**Supplied passage:**
• • • • •
The goal of the project was to predict hourly trip count for bike sharing events. Prediction was derived from the ~300M bike sharing data reported since October 2010 published by Capital Bike Sharing. The results was compared in local (single station) and global (multiple stations) using Neural Prophet.
There are 1225 stations of 8 regions around Washing DC are being operated by Capital Bike Share. To reduce the computation time within project time, 10 station with most popular were selected for the project. The id of stations are: ['31248.0', '31214.0', '31241.0', '31101.0', '31229.0', '31247.0', '31201.0', '31258.0', '31200.0', '31623.0']
data_downloader is to extract data from AWS S3 bucket data_processing is to merge all data, process, join with region data and separate them by region Local_model includes identifying 10 stations and run Neural Prophet for each individually Global_model includes test to apply global model data_viz is to prepare map for stations
Neural Prohet is developed by open source community which is heavily inspired by Facebook Prophet. It has additional features like AR lags, adding hidden layers, special event, global modelling etc. In this project, hourly prediction of 10 stations from Washington DC region has carried out. Results derived in local ( by each station individualy) and in global ( all 10 stations counted as 10 region) approach.
• • • • •
**Records shown:**

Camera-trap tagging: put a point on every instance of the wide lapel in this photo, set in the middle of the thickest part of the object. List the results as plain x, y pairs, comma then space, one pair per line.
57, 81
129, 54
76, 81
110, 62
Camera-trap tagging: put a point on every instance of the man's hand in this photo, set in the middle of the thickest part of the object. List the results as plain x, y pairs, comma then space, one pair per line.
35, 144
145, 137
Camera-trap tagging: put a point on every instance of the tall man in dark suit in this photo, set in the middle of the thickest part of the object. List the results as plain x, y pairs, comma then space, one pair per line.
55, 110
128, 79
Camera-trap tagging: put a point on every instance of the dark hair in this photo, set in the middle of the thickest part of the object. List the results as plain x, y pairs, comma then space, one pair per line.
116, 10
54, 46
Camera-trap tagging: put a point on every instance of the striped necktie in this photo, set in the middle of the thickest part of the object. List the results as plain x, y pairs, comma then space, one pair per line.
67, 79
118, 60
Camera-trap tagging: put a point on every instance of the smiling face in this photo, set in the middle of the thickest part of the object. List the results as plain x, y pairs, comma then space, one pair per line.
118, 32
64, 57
• • • • •
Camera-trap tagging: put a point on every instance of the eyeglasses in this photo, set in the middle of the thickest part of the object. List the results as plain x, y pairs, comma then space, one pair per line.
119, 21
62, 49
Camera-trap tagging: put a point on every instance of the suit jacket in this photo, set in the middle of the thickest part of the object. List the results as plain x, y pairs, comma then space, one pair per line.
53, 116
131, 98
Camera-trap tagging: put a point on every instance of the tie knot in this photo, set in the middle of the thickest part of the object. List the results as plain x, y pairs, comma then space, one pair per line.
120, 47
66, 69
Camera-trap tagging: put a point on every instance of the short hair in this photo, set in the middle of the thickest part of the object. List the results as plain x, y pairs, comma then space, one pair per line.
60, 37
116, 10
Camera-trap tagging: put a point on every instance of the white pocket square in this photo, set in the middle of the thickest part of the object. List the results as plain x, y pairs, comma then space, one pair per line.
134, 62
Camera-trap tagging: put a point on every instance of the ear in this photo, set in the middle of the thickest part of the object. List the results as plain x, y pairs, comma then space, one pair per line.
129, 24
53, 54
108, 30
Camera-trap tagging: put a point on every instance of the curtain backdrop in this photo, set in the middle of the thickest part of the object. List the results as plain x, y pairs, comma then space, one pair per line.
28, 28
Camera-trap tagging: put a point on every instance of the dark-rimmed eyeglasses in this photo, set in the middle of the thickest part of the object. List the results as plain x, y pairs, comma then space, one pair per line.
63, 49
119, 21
• • • • •
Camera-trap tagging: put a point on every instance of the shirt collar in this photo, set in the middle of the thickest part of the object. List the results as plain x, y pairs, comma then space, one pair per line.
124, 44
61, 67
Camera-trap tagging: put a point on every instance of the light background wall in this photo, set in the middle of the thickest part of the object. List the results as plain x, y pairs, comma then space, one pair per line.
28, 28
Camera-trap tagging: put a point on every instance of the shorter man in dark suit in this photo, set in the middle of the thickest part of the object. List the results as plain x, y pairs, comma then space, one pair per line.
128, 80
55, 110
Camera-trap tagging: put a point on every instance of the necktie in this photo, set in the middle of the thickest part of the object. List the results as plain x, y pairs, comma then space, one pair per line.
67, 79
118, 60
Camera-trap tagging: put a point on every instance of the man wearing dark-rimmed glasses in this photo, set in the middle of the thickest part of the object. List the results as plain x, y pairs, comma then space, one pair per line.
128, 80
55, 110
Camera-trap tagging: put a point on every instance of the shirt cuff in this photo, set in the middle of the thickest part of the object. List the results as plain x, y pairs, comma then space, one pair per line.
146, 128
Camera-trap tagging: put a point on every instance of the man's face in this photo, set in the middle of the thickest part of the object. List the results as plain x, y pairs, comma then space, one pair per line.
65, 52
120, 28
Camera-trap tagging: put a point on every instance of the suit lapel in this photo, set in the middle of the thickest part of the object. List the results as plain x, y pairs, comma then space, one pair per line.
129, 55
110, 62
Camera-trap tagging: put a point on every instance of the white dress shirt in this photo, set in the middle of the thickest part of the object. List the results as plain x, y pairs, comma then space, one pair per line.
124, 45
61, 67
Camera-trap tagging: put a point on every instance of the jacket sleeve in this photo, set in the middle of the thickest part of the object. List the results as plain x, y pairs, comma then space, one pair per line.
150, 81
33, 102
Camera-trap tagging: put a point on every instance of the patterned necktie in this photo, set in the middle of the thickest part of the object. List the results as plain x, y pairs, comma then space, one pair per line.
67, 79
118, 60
• • • • •
**Task brief:** Write out, word for word, the part of the bike-share project write-up between "The goal of" and "using Neural Prophet.", inclusive.

**Task response:**
The goal of the project was to predict hourly trip count for bike sharing events. Prediction was derived from the ~300M bike sharing data reported since October 2010 published by Capital Bike Sharing. The results was compared in local (single station) and global (multiple stations) using Neural Prophet.